_Problem to solve_: Can you restate the records below word for word?

[Stored data]
BEGIN

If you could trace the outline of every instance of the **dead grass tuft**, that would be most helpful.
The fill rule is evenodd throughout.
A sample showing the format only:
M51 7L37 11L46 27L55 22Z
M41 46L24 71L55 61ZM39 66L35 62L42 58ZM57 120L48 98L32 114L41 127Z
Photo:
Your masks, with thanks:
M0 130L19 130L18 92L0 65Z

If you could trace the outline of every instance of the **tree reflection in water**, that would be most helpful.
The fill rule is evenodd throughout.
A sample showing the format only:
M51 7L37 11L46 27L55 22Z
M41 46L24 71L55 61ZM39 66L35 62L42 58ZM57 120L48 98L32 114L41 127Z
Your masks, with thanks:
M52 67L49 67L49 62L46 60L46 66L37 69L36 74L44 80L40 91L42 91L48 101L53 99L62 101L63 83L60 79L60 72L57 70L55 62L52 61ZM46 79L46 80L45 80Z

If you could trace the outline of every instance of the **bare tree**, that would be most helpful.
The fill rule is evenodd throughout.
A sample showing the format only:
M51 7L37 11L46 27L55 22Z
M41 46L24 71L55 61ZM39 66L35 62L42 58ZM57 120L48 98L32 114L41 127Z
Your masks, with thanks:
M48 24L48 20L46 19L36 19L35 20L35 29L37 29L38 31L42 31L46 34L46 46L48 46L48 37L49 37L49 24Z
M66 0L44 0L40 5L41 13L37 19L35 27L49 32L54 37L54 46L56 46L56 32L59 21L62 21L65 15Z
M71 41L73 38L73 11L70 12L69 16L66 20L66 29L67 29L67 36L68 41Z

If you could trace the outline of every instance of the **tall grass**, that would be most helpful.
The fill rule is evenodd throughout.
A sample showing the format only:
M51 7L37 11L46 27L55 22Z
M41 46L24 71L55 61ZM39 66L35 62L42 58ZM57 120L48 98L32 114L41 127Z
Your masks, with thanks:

END

_Task output_:
If you could trace the outline of every instance of the **dead grass tuft**, that would be most helpful.
The fill rule is evenodd throughout.
A sample showing the format only:
M51 7L37 11L46 27L55 22Z
M41 46L24 71L55 61ZM39 66L35 62L42 58ZM57 120L48 98L32 114L41 127Z
Photo:
Your masks, with thanks:
M0 130L19 130L18 92L0 65Z

If you could trace the outline of every instance of the **tree reflection in water**, that would be most helpful.
The fill rule is evenodd throughout.
A sample showing the format only:
M51 7L37 11L46 27L55 22Z
M41 46L24 71L55 61ZM39 66L35 62L42 58ZM57 120L48 98L32 114L41 127Z
Your masks, with thanks:
M52 67L49 67L49 62L46 60L46 66L37 69L36 74L44 80L40 91L42 91L48 101L53 99L62 101L63 83L60 79L60 72L57 70L55 62L52 61ZM46 79L46 80L45 80Z

If you could trace the outline of every instance of the **bare tree**, that would be most helpful.
The fill rule is evenodd throughout.
A sample showing the format only:
M51 7L37 11L46 27L55 22Z
M41 46L24 71L55 61ZM39 66L35 62L42 58ZM57 120L48 98L32 114L41 127Z
Your masks, with thanks:
M48 24L48 20L46 19L36 19L35 20L35 29L37 29L38 31L42 31L46 34L46 46L48 46L48 37L49 37L49 24Z
M66 0L44 0L40 5L41 13L37 19L35 27L49 32L54 37L54 46L56 46L56 32L59 21L62 21L65 15Z
M71 41L73 38L73 11L70 12L69 16L66 20L66 29L67 29L67 36L68 41Z

If you could trace the outline of every instance of the **tall grass**, that would be most helpful.
The fill rule is evenodd throughout.
A sample showing the format only:
M51 7L37 11L46 27L55 22Z
M41 46L24 71L55 61ZM39 66L35 62L42 58ZM57 120L48 98L32 114L41 127Z
Your masks, with thanks:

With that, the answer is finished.